▸ Text shown:
____________

FIL a creep? Or overreacting?

309 replies

icksahoy · 22/11/2019 15:38

This is my first post and I apologise if this is lengthy or incoherent, but my head is all over the place right now.

I have been married for 7 years, in a relationship with my DH for 10, and have always had a fairly nice relationship with my FIL. He is a rather 'old fashioned' man when it comes to women though and we have frequently fallen out when I've felt that he is trying to control me. Mainly this is a result of me being out with friends while my DH stays at home with the kids (rarely happens).

Anyway, we fell out last weekend over this exact issue. Normally we don't speak for a few days then everything is forgiven. This time however he text me asking me to go for a coffee with him as "he is in bits and loves me more than I know". Alarm bells started ringing at this point.

____________

Dataset entries
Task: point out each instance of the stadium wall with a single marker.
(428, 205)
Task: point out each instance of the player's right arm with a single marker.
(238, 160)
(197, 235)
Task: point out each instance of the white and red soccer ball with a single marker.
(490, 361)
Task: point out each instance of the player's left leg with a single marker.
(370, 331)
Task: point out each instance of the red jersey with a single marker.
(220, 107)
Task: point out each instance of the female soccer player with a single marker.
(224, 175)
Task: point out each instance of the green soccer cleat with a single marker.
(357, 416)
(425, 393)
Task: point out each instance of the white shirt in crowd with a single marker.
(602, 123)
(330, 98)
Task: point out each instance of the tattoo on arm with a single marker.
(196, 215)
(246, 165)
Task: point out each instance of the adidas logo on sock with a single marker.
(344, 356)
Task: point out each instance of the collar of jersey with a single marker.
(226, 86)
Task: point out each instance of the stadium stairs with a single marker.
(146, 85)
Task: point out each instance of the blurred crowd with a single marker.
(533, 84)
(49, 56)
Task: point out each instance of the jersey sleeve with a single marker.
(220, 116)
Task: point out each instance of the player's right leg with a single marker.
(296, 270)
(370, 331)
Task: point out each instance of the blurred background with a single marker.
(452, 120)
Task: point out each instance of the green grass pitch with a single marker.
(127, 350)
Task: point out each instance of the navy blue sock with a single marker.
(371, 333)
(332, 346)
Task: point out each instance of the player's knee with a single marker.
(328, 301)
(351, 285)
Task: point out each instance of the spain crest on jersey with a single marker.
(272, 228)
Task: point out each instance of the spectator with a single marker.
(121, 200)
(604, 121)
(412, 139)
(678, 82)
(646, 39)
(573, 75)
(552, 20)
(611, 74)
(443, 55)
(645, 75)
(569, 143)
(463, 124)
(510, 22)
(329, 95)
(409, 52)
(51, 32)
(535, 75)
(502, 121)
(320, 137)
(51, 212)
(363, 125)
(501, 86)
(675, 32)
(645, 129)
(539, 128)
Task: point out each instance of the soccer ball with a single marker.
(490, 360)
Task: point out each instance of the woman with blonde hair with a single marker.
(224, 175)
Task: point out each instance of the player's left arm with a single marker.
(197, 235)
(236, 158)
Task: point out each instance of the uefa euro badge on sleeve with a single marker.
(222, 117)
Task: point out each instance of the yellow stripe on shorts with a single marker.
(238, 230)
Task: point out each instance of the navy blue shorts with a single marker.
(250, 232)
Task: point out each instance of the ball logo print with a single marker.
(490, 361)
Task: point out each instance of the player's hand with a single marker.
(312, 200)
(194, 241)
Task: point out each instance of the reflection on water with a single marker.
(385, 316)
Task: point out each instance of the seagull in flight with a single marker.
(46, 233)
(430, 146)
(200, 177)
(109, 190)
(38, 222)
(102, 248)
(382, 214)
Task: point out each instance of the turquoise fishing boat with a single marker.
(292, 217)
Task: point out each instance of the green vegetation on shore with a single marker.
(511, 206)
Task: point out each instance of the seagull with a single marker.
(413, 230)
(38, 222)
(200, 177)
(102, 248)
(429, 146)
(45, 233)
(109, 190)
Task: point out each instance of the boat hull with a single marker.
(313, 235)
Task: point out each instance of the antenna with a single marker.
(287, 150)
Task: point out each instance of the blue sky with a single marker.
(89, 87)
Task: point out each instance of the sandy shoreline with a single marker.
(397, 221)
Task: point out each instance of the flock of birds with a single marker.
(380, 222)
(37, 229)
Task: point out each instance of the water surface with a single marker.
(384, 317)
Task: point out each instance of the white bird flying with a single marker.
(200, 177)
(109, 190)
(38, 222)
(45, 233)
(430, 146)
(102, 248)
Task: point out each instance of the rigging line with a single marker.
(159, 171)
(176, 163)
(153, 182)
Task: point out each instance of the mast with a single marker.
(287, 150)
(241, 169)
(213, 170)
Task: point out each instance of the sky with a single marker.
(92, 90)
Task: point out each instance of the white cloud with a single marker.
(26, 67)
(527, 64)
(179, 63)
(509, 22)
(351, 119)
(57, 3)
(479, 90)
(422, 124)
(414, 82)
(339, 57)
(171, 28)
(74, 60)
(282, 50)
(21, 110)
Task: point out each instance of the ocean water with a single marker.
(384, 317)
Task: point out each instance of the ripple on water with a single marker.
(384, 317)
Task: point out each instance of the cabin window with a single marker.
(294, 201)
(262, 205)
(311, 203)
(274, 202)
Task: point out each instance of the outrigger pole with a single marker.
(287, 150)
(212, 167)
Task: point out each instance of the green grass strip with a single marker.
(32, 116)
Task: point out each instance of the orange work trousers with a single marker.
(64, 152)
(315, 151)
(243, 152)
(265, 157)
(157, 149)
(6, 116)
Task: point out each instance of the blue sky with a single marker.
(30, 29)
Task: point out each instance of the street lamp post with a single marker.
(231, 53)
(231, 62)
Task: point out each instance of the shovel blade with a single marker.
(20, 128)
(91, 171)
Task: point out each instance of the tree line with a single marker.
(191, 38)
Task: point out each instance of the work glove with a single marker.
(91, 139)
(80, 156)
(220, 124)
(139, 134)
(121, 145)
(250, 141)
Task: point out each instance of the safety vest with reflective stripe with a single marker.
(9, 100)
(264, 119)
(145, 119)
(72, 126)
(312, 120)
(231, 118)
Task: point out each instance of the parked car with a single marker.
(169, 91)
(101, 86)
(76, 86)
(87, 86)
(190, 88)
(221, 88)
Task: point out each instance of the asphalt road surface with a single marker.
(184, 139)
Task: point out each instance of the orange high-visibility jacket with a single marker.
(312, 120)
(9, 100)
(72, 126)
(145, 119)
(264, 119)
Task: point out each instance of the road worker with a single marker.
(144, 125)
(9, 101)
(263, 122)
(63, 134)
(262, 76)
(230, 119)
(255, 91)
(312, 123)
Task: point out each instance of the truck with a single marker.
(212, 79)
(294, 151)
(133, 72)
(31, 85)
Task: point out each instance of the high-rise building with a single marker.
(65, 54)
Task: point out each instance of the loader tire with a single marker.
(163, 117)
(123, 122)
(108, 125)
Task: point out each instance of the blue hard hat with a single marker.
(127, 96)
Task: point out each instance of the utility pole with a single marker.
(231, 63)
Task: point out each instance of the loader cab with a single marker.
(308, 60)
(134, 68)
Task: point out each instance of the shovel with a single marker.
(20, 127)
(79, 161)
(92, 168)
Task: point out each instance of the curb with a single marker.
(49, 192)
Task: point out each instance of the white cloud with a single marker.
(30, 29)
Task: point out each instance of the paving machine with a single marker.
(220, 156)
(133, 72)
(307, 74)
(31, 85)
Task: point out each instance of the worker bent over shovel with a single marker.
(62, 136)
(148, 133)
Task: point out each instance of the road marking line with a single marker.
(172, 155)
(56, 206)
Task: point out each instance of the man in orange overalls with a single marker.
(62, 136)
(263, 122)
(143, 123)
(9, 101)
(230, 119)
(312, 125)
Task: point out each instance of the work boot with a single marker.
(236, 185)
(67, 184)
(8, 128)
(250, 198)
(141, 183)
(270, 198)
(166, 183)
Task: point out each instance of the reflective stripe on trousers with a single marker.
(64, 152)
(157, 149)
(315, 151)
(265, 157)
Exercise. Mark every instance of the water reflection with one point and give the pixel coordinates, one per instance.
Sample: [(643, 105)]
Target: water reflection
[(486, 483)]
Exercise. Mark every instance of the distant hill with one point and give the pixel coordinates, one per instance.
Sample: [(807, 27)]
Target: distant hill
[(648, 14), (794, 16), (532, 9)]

____________

▸ What this task involves:
Rewrite the forum post from "This is my first" to "kids (rarely happens).", substituting "father-in-law" for "FIL". These entries have no connection to the forum post.

▸ Response to the exercise:
This is my first post and I apologise if this is lengthy or incoherent, but my head is all over the place right now.

I have been married for 7 years, in a relationship with my DH for 10, and have always had a fairly nice relationship with my father-in-law. He is a rather 'old fashioned' man when it comes to women though and we have frequently fallen out when I've felt that he is trying to control me. Mainly this is a result of me being out with friends while my DH stays at home with the kids (rarely happens).